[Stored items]
^^^^^^^^

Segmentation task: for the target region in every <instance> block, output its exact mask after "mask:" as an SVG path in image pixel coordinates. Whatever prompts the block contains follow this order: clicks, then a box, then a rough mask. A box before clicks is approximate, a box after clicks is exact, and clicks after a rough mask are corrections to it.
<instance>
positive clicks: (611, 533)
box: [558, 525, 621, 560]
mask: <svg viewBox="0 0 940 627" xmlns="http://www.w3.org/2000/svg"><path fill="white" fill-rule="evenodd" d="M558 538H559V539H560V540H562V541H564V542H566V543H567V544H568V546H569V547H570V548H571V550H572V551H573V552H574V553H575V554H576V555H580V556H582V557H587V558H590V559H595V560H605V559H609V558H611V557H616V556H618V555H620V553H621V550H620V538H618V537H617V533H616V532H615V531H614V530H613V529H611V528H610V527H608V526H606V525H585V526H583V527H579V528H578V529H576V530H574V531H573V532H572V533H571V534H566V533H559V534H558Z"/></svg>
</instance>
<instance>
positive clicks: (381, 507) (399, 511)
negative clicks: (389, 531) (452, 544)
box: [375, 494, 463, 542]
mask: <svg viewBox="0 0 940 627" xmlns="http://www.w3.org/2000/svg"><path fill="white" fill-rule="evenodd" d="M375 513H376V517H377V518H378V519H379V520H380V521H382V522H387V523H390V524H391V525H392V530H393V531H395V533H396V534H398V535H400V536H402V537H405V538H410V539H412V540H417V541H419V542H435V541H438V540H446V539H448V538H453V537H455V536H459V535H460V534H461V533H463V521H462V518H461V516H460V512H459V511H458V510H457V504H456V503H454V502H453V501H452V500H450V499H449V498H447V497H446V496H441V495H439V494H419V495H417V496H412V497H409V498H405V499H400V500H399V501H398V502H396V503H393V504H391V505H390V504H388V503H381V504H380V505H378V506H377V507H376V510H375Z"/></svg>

^^^^^^^^

> _THE PROBLEM_
Copy the entries exactly as they appear.

> _REPLY TO THE EXERCISE_
Segmentation task: for the target region in every <instance> block, output its exact mask after "mask:" as an SVG path in image pixel coordinates. Whatever prompts the block contains follow this order: clicks, then a box, then a rough mask. A box before clicks is approximate, a box after clicks is exact, and clicks after a rough mask are corrections to it.
<instance>
positive clicks: (611, 533)
box: [558, 525, 621, 560]
mask: <svg viewBox="0 0 940 627" xmlns="http://www.w3.org/2000/svg"><path fill="white" fill-rule="evenodd" d="M558 538H559V539H560V540H562V541H564V542H566V543H567V544H568V546H569V547H570V548H571V550H572V551H573V552H574V553H575V554H576V555H580V556H582V557H587V558H590V559H595V560H605V559H609V558H611V557H616V556H618V555H620V553H621V550H620V538H618V537H617V533H616V532H615V531H614V530H613V529H611V528H610V527H608V526H606V525H585V526H583V527H579V528H578V529H576V530H574V531H573V532H572V533H571V534H566V533H559V534H558Z"/></svg>
</instance>
<instance>
positive clicks: (381, 507) (399, 511)
negative clicks: (389, 531) (452, 544)
box: [375, 494, 463, 542]
mask: <svg viewBox="0 0 940 627" xmlns="http://www.w3.org/2000/svg"><path fill="white" fill-rule="evenodd" d="M375 513H376V517H377V518H378V519H379V520H380V521H382V522H387V523H390V524H391V525H392V530H393V531H395V533H396V534H398V535H400V536H402V537H405V538H410V539H412V540H417V541H419V542H435V541H438V540H446V539H448V538H453V537H455V536H459V535H460V534H461V533H463V521H462V518H461V516H460V512H459V511H458V510H457V504H456V503H454V502H453V501H452V500H450V499H449V498H447V497H446V496H441V495H439V494H419V495H417V496H412V497H409V498H405V499H400V500H399V501H398V502H396V503H393V504H391V505H390V504H388V503H381V504H380V505H378V506H377V507H376V510H375Z"/></svg>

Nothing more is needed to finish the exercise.